**Text for analysis**
- Opening Delimiter -

I’m grateful these folks documented the respective magic incantations, leaving substantial portions of my weekend for more fun things. The whole thing was maybe 4 or 5 hours, not as bad as I’d feared. Next time I build up enthusiasm to break stuff, I’ll tackle the link-aggregating switch I picked up…

Posted in Linux

Extreme Home Network Makeover: IPv6 & hostapd



When constant.com made IPv6 available on its dedicated servers and shortly thereafter Comcast finally got around to lighting up IPv6 on my home connection, I inevitably had to begin playing with it. I had these main goals:

  • Distribute globally unique public addresses to every device on my home network
  • Keep using a home Linux server as my Internet gateway, configure it to do regular routing and forwarding without NATting for IPv6 traffic, and run a stateful firewall in place of hiding behind a NAT.
  • Serve websites on my dedicated server over IPv6
  • Bonus – see if I can rig up public DNS to return AAAA’s for hostnames on my home LAN.

- Closing Delimiter -

**Goal of the exercise**
Translate this sentence from the home network post into Spanish: "The whole thing was maybe 4 or 5 hours, not as bad as I’d feared." The rows here have no connection to the home network post.

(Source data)
- Opening Delimiter -

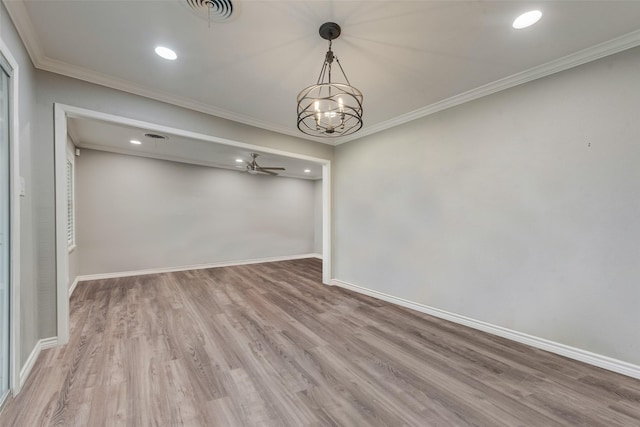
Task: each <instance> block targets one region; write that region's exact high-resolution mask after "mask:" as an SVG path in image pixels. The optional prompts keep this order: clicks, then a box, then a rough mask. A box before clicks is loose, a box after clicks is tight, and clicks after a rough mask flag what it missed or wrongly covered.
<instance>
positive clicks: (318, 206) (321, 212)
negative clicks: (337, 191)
mask: <svg viewBox="0 0 640 427" xmlns="http://www.w3.org/2000/svg"><path fill="white" fill-rule="evenodd" d="M313 187H314V199H313V200H314V201H313V203H314V209H313V222H314V238H313V252H314V253H316V254H322V180H321V179H318V180H316V181H314V186H313Z"/></svg>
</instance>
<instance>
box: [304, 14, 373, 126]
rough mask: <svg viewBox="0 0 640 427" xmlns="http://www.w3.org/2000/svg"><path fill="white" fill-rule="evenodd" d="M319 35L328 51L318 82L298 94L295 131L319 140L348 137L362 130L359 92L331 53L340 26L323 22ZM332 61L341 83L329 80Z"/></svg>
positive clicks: (321, 26)
mask: <svg viewBox="0 0 640 427" xmlns="http://www.w3.org/2000/svg"><path fill="white" fill-rule="evenodd" d="M319 32H320V37H322V38H323V39H325V40H329V50H328V51H327V54H326V55H325V58H324V63H323V64H322V69H321V70H320V76H318V82H317V83H316V84H314V85H312V86H309V87H307V88H305V89H303V90H302V91H301V92H300V93H299V94H298V129H300V131H301V132H303V133H306V134H307V135H311V136H319V137H337V136H345V135H349V134H352V133H354V132H357V131H358V130H360V128H361V127H362V92H360V91H359V90H358V89H356V88H355V87H353V86H351V83H349V79H348V78H347V75H346V74H345V72H344V70H343V69H342V65H340V61H339V60H338V57H337V56H335V55H334V54H333V51H332V50H331V41H332V40H335V39H337V38H338V37H339V36H340V26H339V25H338V24H336V23H334V22H326V23H324V24H322V25H321V26H320V31H319ZM334 60H335V62H336V64H338V67H339V69H340V73H342V78H343V81H342V82H335V81H333V80H332V78H333V75H332V74H331V72H332V69H331V66H332V65H333V62H334Z"/></svg>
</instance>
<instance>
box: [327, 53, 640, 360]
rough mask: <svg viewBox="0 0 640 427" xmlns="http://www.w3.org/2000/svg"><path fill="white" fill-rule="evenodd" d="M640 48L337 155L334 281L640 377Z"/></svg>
mask: <svg viewBox="0 0 640 427" xmlns="http://www.w3.org/2000/svg"><path fill="white" fill-rule="evenodd" d="M639 70H640V49H638V48H636V49H633V50H629V51H626V52H623V53H620V54H617V55H615V56H611V57H607V58H605V59H602V60H599V61H597V62H593V63H590V64H586V65H583V66H580V67H578V68H574V69H571V70H568V71H565V72H562V73H560V74H556V75H553V76H550V77H546V78H544V79H541V80H537V81H534V82H531V83H528V84H525V85H522V86H518V87H515V88H512V89H509V90H507V91H504V92H500V93H498V94H494V95H491V96H489V97H485V98H482V99H480V100H477V101H474V102H471V103H468V104H465V105H462V106H459V107H455V108H452V109H450V110H447V111H443V112H440V113H437V114H435V115H432V116H429V117H426V118H423V119H420V120H416V121H414V122H411V123H408V124H405V125H402V126H399V127H396V128H393V129H390V130H388V131H385V132H382V133H379V134H376V135H373V136H369V137H365V138H362V139H360V140H357V141H353V142H350V143H347V144H344V145H341V146H339V147H338V148H337V150H336V162H335V164H334V171H335V176H334V183H335V185H334V197H335V199H334V200H335V202H334V206H335V218H334V221H335V222H334V224H335V235H334V245H335V246H334V248H335V249H334V250H335V259H334V266H335V272H336V273H335V275H336V277H337V278H338V279H340V280H343V281H346V282H350V283H353V284H355V285H359V286H363V287H366V288H370V289H373V290H376V291H380V292H383V293H386V294H390V295H393V296H397V297H401V298H404V299H406V300H410V301H414V302H417V303H421V304H425V305H428V306H431V307H435V308H439V309H442V310H446V311H449V312H453V313H456V314H460V315H464V316H467V317H470V318H473V319H477V320H481V321H485V322H489V323H491V324H494V325H499V326H502V327H506V328H510V329H513V330H516V331H520V332H524V333H527V334H531V335H534V336H538V337H542V338H546V339H549V340H552V341H556V342H559V343H563V344H567V345H570V346H573V347H577V348H580V349H584V350H588V351H592V352H594V353H598V354H601V355H605V356H610V357H613V358H616V359H621V360H623V361H626V362H630V363H634V364H640V328H639V327H638V325H640V309H638V306H639V303H640V286H638V284H639V283H640V263H639V260H640V166H639V165H640V140H639V138H638V137H639V135H640V120H639V116H638V112H639V111H640V79H639V77H638V76H639V74H638V71H639Z"/></svg>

- Closing Delimiter -

**The answer**
Todo el asunto llevó quizá 4 o 5 horas, no tan grave como me temía.